::: KUTIPAN BACAAN

Dilema warisan tradisi dan kebutuhan kain murah

Tidak diketahui pasti sejak kapan batik besurek ada di Bengkulu. Ada yang memperkirakan batik besurek sudah ada sejak abad ke-16, ketika Islam masuk ke Indonesia. Namun ada pula yang mengkaitkannya dengan Pangeran Sentot Alibasyah saat ia diasingkan ke Bengkulu, kata Agus Setiyanto, sejarawan sekaligus budayawan Bengkulu kepada DW Indonesia.

Agus menyayangkan kondisi pasar batik kain besurek tulis saat ini yang semakin tergerus. Pasar didominasi batik printing, sablon, dan cetak hadir dalam jumlah yang banyak dan cepat. Ini dinilai lebih efisien menjawab kebutuhan pasar akan kain berharga murah. Menurutnya, pemerintah harus mengantisipasi agar batik kain besurek tulis warisan budaya yang khas tidak hilang dan terjaga keasliannya.

::::::
::: DATA YANG DIBERIKAN

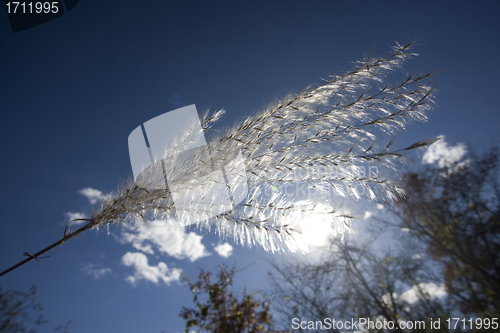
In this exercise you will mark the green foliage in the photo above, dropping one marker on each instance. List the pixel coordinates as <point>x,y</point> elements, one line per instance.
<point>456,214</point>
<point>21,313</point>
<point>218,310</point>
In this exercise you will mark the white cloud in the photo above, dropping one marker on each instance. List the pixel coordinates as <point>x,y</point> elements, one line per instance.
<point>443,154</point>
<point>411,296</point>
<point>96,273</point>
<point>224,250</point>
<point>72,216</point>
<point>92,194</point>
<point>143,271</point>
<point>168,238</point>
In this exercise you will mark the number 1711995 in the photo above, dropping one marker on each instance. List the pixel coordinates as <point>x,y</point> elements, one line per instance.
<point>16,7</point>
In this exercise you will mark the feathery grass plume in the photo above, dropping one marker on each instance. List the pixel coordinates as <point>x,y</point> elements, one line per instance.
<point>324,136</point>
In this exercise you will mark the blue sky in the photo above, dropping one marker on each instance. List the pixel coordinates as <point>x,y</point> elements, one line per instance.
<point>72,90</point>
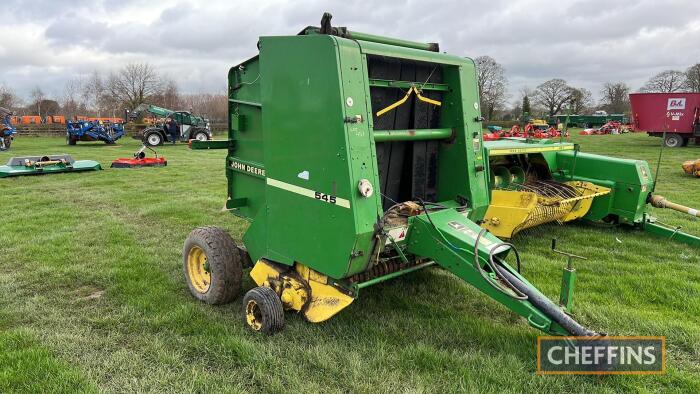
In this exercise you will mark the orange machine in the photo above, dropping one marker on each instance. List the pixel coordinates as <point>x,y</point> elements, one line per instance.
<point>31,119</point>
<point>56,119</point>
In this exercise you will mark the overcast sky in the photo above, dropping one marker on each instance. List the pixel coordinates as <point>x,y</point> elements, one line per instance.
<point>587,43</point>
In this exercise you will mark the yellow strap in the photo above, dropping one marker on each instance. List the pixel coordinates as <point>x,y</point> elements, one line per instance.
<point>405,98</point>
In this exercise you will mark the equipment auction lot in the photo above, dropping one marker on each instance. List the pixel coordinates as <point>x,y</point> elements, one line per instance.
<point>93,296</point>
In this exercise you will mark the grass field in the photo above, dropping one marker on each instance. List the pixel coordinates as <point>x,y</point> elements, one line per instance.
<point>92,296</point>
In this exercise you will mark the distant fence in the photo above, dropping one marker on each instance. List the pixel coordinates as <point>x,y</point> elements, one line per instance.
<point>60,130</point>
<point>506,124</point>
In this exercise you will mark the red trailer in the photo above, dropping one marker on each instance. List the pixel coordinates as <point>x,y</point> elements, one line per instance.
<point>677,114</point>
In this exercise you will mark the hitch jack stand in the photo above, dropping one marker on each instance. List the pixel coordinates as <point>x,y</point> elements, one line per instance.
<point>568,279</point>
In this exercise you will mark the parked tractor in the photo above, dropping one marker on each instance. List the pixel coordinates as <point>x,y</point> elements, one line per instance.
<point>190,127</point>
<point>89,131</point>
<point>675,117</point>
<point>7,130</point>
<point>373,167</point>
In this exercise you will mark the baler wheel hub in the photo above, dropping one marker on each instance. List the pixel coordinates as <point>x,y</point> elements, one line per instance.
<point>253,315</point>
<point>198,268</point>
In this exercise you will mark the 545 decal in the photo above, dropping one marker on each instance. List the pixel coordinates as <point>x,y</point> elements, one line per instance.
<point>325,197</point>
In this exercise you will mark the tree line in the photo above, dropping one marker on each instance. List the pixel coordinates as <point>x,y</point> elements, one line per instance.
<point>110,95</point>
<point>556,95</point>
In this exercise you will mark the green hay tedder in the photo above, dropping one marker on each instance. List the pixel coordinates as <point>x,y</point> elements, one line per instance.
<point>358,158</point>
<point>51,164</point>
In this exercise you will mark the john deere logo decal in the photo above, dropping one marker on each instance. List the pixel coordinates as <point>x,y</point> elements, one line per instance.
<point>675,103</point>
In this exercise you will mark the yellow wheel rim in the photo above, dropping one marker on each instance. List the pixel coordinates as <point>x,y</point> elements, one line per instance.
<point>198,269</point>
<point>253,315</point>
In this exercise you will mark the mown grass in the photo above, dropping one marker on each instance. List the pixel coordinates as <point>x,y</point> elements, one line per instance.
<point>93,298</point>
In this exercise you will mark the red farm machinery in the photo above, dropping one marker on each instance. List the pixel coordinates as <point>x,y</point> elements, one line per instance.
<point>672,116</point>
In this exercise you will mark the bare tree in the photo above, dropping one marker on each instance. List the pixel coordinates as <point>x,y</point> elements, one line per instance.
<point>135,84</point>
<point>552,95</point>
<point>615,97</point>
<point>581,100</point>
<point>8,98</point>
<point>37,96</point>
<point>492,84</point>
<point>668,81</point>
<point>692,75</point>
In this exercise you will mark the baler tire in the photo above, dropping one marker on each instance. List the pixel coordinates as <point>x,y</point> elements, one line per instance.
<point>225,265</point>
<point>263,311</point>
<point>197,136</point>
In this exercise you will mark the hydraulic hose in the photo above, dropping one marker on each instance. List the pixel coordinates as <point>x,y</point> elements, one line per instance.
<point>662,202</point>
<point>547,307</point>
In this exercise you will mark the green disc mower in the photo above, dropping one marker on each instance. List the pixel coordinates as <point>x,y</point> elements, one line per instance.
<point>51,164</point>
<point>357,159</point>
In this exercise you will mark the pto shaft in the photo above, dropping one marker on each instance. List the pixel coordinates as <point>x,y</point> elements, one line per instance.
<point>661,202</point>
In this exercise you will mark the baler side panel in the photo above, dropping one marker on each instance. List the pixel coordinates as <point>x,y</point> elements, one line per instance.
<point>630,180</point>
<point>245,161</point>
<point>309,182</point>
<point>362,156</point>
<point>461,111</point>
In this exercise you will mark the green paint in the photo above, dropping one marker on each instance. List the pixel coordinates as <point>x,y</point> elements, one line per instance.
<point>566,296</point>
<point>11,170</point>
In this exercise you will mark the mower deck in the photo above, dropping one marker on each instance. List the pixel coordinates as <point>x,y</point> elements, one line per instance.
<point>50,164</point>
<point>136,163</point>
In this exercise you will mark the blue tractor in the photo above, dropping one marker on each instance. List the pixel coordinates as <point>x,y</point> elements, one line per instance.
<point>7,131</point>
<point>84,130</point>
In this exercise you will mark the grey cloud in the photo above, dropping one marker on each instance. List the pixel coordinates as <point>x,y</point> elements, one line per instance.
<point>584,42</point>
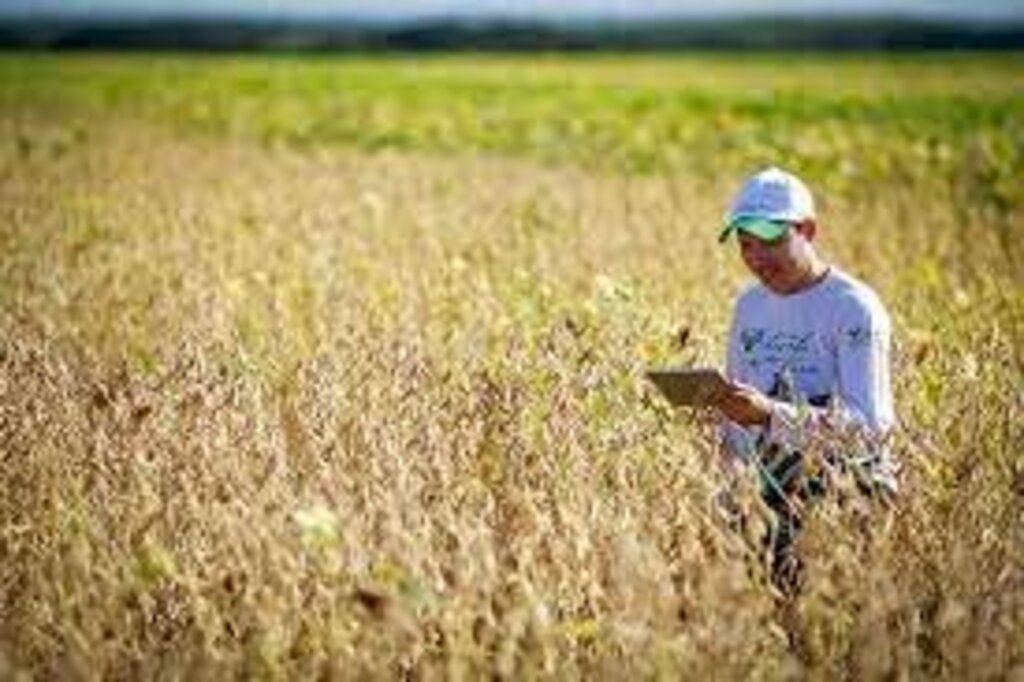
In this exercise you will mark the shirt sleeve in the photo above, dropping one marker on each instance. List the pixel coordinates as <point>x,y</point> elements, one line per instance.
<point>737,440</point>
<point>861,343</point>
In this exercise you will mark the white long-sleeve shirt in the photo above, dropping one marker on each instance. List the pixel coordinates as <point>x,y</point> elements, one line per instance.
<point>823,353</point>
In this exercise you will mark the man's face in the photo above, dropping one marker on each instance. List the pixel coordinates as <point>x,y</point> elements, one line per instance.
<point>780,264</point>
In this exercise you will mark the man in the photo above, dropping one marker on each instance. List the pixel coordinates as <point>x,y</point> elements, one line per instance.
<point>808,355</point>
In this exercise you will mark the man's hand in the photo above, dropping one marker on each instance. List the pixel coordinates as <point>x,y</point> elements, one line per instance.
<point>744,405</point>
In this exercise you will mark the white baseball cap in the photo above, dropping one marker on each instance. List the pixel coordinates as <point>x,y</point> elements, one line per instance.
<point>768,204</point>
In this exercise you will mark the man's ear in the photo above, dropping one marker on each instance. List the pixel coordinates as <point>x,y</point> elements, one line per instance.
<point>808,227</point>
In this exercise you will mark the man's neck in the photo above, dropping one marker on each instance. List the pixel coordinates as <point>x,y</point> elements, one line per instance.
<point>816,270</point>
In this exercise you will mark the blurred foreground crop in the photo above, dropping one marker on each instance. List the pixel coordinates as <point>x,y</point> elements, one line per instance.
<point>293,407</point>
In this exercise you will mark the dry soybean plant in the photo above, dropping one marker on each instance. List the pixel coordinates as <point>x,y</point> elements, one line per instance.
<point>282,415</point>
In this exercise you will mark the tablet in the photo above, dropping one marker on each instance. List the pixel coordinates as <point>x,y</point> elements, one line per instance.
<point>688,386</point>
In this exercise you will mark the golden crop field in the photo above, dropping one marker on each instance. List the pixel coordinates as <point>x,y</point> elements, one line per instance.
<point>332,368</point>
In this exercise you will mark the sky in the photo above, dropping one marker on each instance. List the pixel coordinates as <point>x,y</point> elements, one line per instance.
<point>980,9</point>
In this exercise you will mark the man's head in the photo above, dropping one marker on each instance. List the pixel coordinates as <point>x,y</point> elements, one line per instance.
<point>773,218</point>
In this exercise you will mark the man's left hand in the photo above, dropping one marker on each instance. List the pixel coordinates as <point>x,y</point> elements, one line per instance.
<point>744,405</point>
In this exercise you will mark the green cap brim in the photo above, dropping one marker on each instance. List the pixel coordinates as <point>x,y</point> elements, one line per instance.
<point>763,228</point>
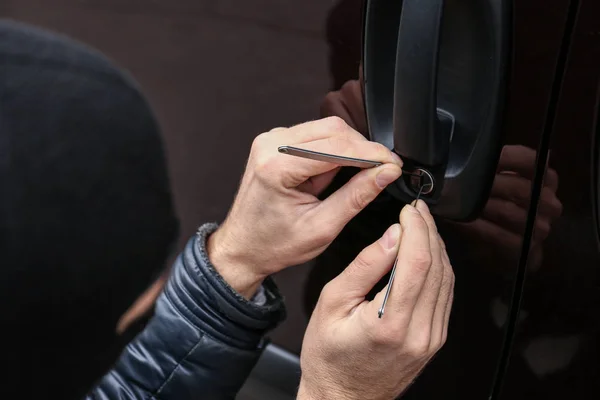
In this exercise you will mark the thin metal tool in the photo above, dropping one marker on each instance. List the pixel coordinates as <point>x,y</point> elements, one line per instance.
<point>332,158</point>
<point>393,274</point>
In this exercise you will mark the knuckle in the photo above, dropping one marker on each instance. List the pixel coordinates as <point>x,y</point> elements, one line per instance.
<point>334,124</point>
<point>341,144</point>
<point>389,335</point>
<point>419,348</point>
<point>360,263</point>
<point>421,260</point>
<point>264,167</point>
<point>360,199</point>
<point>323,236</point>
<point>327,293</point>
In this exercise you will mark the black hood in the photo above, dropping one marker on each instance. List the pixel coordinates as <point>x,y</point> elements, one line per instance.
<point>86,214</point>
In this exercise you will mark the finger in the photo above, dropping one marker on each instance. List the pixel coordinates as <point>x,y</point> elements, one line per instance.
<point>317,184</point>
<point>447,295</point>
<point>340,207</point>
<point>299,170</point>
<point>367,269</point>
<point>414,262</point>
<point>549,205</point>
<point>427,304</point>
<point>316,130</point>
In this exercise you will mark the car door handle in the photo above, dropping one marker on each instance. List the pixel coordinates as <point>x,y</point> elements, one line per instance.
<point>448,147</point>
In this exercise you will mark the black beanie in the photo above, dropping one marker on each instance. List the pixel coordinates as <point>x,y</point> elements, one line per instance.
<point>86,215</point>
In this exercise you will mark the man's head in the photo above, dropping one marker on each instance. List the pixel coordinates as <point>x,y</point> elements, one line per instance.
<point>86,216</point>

::::::

TUGAS LATIHAN
A: Sajikan sebagai daftar JSON berisi string baris-baris dalam catatan yang dimulai dari baris yang memuat "In this exercise you will mark the yellow strap" dan berlanjut hingga baris yang memuat "<point>92,296</point>", dengan kedua baris itu ikut disertakan. Buat satu string untuk setiap baris dan abaikan baris kosong.
B: Teruskan kutipan tentang batik besurek dengan menulis bagian berikutnya setelah kalimat terakhirnya.
Kutipan tentang batik besurek dan catatan yang menyertainya tidak memiliki hubungan apa pun.

KUNCI JAWABAN
A:
[
  "In this exercise you will mark the yellow strap in the photo above, dropping one marker on each instance. List the pixel coordinates as <point>x,y</point> elements, one line per instance.",
  "<point>405,98</point>",
  "In this exercise you will mark the equipment auction lot in the photo above, dropping one marker on each instance. List the pixel coordinates as <point>x,y</point> elements, one line per instance.",
  "<point>93,296</point>",
  "In this exercise you will mark the grass field in the photo above, dropping one marker on each instance. List the pixel coordinates as <point>x,y</point> elements, one line per instance.",
  "<point>92,296</point>"
]

B:
"Batik besurek dapat dipatenkan sebagai produk Bengkulu, namun untuk motif tidak dapat, karena tergantung masing-masing orang. Siapa yang menemukan motif itu bisa patenkan. Motifnya bisa berkembang. Produk budaya itu sifatnya bebas,” kata Agus Setiyanto.

Ketika sudah berkaitan dengan bisnis, siapa pun yang tidak dapat mengembangkan diri akan tergilas zaman, kata Agus. Sehingga tidak heran bila batik besurek banyak dibuat di luar Bengkulu sebagai imbas pasokan bahan baku yang lengkap dan biaya produksi yang lebih hemat. Ia pun berharap pemerintah dapat membuat kebijakan seperti menciptakan lapangan kerja bagi pembatik di Bengkulu.

"Bengkulu sayangnya tidak ada pabrik, inilah ketertinggalan Bengkulu, tidak ada kualitas-kualitas untuk bisnis yang bisa mengembangkan home industri,ungkapnya. (ae)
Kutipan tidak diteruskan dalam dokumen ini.